DATA FOR PROCESSING -
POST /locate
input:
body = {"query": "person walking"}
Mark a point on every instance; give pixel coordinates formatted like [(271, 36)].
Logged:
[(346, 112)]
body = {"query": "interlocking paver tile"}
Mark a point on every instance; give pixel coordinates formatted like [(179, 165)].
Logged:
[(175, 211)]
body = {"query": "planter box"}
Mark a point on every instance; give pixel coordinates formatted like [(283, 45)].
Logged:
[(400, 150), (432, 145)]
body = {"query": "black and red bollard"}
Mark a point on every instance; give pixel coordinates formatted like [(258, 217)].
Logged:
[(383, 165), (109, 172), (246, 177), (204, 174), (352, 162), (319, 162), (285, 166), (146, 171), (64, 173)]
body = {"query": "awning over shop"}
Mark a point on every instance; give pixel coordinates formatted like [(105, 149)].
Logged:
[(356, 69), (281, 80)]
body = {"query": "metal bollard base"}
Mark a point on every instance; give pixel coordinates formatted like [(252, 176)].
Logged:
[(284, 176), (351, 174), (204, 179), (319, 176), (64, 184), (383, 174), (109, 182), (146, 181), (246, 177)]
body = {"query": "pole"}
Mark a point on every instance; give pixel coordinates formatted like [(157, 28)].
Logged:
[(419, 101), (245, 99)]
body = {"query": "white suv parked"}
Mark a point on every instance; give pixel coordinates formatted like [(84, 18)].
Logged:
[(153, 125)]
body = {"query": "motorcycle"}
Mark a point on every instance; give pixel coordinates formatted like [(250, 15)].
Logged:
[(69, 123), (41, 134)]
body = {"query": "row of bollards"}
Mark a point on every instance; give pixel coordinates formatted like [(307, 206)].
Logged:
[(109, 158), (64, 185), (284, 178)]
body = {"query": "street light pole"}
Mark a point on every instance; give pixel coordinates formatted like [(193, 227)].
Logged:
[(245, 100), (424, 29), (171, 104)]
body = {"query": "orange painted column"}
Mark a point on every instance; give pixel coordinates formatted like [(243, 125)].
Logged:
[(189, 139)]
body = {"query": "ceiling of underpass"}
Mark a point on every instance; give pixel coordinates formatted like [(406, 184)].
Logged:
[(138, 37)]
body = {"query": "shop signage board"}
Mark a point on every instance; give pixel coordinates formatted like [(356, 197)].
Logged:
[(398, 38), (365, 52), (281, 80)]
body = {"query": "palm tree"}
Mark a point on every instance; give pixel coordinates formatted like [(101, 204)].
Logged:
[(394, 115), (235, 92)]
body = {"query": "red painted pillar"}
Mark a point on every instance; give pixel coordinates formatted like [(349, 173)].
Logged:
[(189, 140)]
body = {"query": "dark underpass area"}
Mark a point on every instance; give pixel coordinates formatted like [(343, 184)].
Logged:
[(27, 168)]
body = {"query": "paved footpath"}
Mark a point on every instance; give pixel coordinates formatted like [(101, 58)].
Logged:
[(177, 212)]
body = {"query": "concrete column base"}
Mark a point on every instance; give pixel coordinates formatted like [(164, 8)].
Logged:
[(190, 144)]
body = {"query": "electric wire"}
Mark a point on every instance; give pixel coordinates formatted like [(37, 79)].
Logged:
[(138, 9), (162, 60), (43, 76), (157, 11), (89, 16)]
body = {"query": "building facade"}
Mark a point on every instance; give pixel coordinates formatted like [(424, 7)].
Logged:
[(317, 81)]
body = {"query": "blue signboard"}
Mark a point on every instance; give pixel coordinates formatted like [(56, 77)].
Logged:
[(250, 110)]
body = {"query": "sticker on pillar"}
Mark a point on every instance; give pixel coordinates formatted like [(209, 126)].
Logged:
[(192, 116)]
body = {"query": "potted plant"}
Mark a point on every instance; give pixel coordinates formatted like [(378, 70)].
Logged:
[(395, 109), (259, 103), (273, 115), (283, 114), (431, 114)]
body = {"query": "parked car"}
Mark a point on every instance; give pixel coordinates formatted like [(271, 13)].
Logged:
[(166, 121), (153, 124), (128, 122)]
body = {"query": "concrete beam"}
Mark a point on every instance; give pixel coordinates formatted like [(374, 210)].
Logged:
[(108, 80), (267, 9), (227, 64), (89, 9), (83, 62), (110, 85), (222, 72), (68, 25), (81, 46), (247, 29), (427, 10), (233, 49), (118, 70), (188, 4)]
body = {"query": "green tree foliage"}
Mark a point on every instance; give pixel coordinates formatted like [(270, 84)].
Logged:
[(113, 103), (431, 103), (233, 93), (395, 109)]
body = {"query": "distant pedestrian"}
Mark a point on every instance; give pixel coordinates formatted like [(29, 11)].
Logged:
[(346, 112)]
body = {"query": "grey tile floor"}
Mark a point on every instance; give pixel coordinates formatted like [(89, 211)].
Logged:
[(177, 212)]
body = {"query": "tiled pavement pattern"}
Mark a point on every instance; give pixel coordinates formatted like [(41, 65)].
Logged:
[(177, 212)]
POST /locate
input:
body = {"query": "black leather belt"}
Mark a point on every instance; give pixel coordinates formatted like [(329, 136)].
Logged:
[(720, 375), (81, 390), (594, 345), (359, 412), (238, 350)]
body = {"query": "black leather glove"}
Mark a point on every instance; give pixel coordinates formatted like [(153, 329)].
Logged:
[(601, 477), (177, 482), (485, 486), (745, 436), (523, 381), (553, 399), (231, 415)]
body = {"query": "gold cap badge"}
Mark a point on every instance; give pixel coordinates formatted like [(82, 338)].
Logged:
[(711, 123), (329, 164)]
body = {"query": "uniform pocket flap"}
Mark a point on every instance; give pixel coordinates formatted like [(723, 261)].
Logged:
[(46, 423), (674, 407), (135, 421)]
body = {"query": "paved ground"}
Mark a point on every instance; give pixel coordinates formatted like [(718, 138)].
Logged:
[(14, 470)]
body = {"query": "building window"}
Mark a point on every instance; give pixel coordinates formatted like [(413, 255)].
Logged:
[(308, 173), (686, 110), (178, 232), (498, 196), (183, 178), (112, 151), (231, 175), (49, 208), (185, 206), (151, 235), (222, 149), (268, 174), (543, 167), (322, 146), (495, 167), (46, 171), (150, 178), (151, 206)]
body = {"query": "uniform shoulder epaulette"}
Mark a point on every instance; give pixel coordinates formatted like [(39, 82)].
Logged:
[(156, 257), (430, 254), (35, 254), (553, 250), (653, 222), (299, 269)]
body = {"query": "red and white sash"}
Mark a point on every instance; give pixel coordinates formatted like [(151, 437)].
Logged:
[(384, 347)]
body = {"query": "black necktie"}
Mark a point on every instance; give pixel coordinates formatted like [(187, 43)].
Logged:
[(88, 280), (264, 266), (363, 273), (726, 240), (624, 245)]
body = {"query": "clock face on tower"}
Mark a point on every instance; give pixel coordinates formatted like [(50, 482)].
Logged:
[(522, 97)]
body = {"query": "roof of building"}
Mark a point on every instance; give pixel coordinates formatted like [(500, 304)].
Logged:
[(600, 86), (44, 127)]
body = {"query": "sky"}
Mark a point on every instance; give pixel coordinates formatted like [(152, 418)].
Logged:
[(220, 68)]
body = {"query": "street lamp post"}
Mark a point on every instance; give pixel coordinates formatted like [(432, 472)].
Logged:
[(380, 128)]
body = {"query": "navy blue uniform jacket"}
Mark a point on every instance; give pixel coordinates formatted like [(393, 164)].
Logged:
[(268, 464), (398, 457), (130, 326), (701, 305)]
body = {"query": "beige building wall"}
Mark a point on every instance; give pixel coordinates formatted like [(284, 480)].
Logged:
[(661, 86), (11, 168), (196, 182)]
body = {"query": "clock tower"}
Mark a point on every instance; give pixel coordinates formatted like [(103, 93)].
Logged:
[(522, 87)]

WHAT YOU ARE ASKED TO DO -
List every line above that contains the word "blue".

ANSWER TO THIS TASK -
body = {"query": "blue signboard"}
body = {"query": "navy blue uniform jacket"}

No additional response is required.